## ЗАДАНИЯ
1. Что, согласно тексту, Ананьевский взял с собой, когда отправился с женой искать обидчиков?
2. Выведите фрагмент текста от слов "Но страдали от" до слов "крепкие, бритоголовые парни." включительно.
3. Изложите в виде краткого списка абзац текста, начинающийся словами «Ананьевский, в своё время», сохранив его основные факты.

## ТЕКСТ
------------------------------

Ананьевский, в своё время, тоже пропорол пару ягодиц джентльменам, пытавшимся затащить его супругу в подъезд. И как только он услышал сбившийся рассказ о случившемся из уст жены, тут же потащил её показывать, кто это сделал, не забыв прихватить с собой большой охотничий нож. Распоров две задницы и не погнавшись за третьей, он навсегда отбил охоту брать у женщин что-то без их на то желания и согласия у этих троих, а может, и у большего числа, которым было достаточно об этом просто услышать.

Это, кстати, к вопросу о рассматриваемом законе на разрешение и приобретение огнестрельного оружия гражданами для самообороны.

Несколько человек, запертых в комнате, связанных по рукам и ногам, ждали своей участи, в то время, как судьба Юрия и Алексея (после краткого разбирательства и предоставления доказательств в виде аудиозаписей, и не без звонка мне, как главному очевидцу заговора) заканчивалась приводимым в исполнение «приговором». «Мясной» пылал желанием разорвать «Усатого», который постоянного унижал и третировал бывшего спортсмена — пловца, в два раза большего его по габаритам, но вынужденного терпеть. Этот юноша, около двадцати лет от роду, не страдал позывами совести и не отличался большим умом, зато был вспыльчив и резок, что при его силе, росте и массе живых мускулов, являлось, как минимум, опасным. Ему очень нравилось сделать что-либо из ряда вон выходящее, что могло повергнуть в шок окружающих. Скажем, он спокойно дважды переехал себе подобного на своём автомобиле после «стрелки», окончившийся избиением неприятельской стороны, вместо того, чтобы просто выполнить поставленную перед ним, тоже, знаете ли, впечатляющую задачу — сломать ногу!

Но страдали от него не только люди. Как-то, на открытой площадке у Макдональдса, пользовавшегося тогда бешеной популярностью, настолько бешеной, что за поход туда можно было овладеть понравившейся тебе девушкой. Правда, очереди туда в то время стояли огромные, даже ужасные, а пролезть мимо было опасно, так как через одного стояли такие же крепкие, бритоголовые парни.

Так вот, откушав свой гамбургер в компании ещё нескольких «братков», он заинтересовался рядом сидящими дамами, короткое время за их столиком дало понять, что несмотря на всю его могучесть, шансов у него нет. Тогда, то ли, чтобы покорить их экстравагантностью выходки, то ли решив выплеснуть всю обиду на голубя, посмевшего мирно клевать недоеденный им и оставленный на краю стола очередной…гер, он схватил птицу и откусил ей голову. Но, наверное, это убийственно подействовало не только на девушек, но и ещё на некоторых окружающих, в том числе и на «своих», особенно хруст пережёвываемого черепа пернатого. Некоторая Юрина ненормальность была очевидна, и, чтобы избежать дальнейших неприятностей, одна барышня потеряла сознание, другая… умолчу, вдруг кто-то прочитает это за столом. Обед был испорчен всем окружающим, кроме «Мясного», он весело гоготал, фыркая прилипшими к губам серыми перьями и запёкшейся кровью, и после часто об этом рассказывал, конечно, в подходящее для того время.

------------------------------

## СОБРАННЫЕ МАТЕРИАЛЫ

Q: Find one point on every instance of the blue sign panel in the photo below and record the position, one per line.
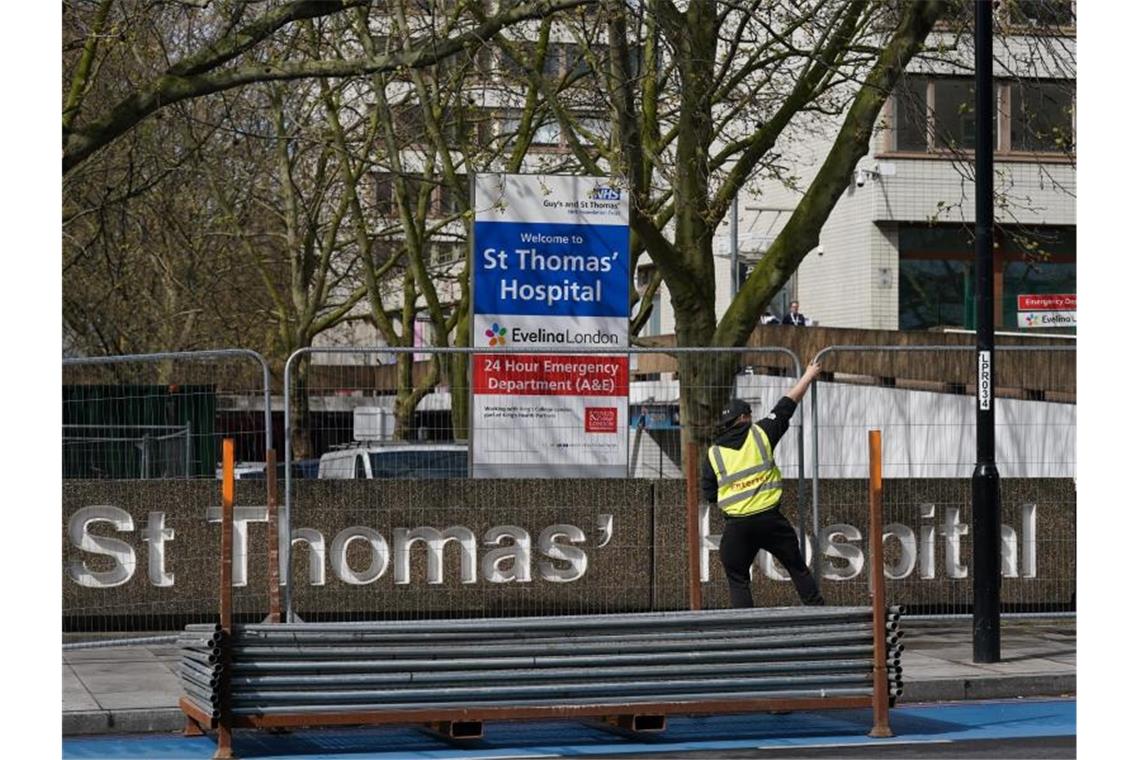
(550, 269)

------------------------------

## ОТВЕТЫ
1. Большой охотничий нож.

2.
Но страдали от него не только люди. Как-то, на открытой площадке у Макдональдса, пользовавшегося тогда бешеной популярностью, настолько бешеной, что за поход туда можно было овладеть понравившейся тебе девушкой. Правда, очереди туда в то время стояли огромные, даже ужасные, а пролезть мимо было опасно, так как через одного стояли такие же крепкие, бритоголовые парни.

3.
- Мужчины пытались затащить супругу Ананьевского в подъезд.
- Услышав сбивчивый рассказ жены, он сразу повёл её показать обидчиков и взял с собой большой охотничий нож.
- Он ранил ножом двоих, а за третьим не погнался.
- Тем самым он навсегда отбил у этих троих, а возможно, и у тех, кто об этом услышал, охоту брать что-либо у женщин без их желания и согласия.